Extrait source:
>>>
C’est désormais devant la justice libanaise que l’ancien ambassadeur du Liban en France, Rami Adwan, devrait répondre des accusations lancées par deux anciennes employées de l’ambassade et ex-maîtresses de M. Adwan, qui avaient respectivement porté plainte contre lui en juin 2022 et en février dernier, pour « viol et violences psychologiques et physiques ». L’affaire avait été révélée le 2 juin dernier, suite à la publication d’un article par le média français en ligne Mediapart. Depuis, Rami Adwan et son avocat à Paris, Karim Baylouni, n’ont cessé de réfuter la véracité des faits.
<<<
Entrées de données:
>>>
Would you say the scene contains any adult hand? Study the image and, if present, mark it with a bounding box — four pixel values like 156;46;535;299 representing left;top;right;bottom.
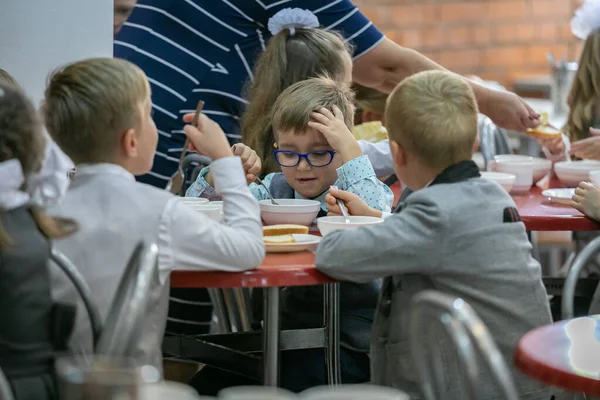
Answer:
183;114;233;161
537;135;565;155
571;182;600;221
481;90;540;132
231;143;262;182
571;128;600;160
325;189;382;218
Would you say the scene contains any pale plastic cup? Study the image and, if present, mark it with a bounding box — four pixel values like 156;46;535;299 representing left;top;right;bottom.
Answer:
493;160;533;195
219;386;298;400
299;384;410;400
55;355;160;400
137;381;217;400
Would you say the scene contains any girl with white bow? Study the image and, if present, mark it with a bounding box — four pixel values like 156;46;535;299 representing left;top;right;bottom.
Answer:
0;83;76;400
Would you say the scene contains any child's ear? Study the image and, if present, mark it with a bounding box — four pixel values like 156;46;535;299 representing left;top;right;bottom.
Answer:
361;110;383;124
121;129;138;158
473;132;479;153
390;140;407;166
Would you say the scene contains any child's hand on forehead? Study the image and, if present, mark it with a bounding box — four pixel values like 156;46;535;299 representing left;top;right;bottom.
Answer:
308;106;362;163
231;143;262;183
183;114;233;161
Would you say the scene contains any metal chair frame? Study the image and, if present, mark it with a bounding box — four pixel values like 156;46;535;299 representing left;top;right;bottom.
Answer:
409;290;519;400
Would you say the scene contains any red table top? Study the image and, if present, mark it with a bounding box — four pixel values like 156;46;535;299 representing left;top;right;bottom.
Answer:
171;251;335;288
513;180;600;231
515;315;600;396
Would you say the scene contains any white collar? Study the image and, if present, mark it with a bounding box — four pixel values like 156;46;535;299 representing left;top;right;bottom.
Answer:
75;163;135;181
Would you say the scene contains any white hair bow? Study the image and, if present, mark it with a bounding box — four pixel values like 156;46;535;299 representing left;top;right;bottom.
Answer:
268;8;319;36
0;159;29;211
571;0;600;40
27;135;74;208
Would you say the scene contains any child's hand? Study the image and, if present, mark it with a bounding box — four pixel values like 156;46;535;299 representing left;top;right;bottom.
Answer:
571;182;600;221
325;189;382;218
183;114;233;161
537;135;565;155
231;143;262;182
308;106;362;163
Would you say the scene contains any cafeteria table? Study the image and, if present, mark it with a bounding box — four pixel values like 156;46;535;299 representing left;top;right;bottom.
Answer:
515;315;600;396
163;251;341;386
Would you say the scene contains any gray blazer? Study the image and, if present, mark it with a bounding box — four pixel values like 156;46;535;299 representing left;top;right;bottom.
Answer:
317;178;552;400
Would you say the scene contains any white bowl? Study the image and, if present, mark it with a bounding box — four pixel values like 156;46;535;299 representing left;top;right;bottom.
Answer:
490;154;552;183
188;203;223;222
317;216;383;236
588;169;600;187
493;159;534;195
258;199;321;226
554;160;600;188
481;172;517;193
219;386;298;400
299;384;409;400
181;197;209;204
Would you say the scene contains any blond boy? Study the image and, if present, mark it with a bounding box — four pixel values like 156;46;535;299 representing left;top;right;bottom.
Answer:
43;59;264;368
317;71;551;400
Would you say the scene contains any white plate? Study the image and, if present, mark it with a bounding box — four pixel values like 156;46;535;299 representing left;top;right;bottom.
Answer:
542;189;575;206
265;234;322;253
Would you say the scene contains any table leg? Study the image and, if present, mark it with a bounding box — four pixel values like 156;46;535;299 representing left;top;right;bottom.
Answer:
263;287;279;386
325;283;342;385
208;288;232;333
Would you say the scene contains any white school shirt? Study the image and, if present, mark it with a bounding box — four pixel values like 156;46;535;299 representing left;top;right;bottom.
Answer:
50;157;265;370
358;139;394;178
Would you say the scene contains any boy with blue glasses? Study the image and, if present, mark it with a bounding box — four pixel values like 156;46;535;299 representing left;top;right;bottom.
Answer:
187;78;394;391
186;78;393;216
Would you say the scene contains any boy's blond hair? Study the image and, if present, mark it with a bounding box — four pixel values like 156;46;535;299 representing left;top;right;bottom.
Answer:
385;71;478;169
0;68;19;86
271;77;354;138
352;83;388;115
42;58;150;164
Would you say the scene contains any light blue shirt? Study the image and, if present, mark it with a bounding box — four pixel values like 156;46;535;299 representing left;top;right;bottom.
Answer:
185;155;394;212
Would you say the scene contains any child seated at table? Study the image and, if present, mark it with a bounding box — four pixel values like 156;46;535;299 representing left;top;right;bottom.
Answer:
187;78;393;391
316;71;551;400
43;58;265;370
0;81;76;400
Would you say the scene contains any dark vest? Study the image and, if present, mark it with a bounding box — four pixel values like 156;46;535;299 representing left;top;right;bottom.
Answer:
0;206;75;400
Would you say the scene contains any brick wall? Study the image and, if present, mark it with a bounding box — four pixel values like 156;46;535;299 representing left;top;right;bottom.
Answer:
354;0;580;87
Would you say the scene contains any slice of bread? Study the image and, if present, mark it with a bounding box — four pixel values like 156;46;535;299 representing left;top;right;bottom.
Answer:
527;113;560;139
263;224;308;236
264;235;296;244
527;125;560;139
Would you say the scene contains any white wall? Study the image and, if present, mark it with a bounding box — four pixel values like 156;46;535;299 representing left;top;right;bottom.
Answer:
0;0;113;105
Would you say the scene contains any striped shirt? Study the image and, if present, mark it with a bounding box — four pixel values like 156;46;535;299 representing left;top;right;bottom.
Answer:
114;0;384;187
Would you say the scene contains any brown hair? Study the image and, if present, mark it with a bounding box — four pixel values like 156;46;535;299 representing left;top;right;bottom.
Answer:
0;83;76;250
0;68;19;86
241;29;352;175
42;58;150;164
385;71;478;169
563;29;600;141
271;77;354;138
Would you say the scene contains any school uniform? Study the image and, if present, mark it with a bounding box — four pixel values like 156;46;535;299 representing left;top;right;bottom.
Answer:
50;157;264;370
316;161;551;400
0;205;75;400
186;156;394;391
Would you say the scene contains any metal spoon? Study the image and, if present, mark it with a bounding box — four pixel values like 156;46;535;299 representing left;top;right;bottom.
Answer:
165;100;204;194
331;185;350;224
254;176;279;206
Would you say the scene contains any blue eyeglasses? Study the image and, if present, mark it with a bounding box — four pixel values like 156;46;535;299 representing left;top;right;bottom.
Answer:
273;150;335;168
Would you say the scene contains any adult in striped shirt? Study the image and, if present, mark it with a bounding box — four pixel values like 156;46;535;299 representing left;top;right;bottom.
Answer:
<<<
Énoncé A:
D'après l'extrait, quel média a révélé l'affaire le 2 juin ?
Énoncé B:
Remplacez « révélée » par « dévoilée » dans l'extrait, puis réécrivez la partie qui s'ouvre sur les mots contenant « C’est désormais devant » et se clôt sur « véracité des faits. ».

Corrigé A:
Le média français en ligne Mediapart.

Corrigé B:
C’est désormais devant la justice libanaise que l’ancien ambassadeur du Liban en France, Rami Adwan, devrait répondre des accusations lancées par deux anciennes employées de l’ambassade et ex-maîtresses de M. Adwan, qui avaient respectivement porté plainte contre lui en juin 2022 et en février dernier, pour « viol et violences psychologiques et physiques ». L’affaire avait été dévoilée le 2 juin dernier, suite à la publication d’un article par le média français en ligne Mediapart. Depuis, Rami Adwan et son avocat à Paris, Karim Baylouni, n’ont cessé de réfuter la véracité des faits.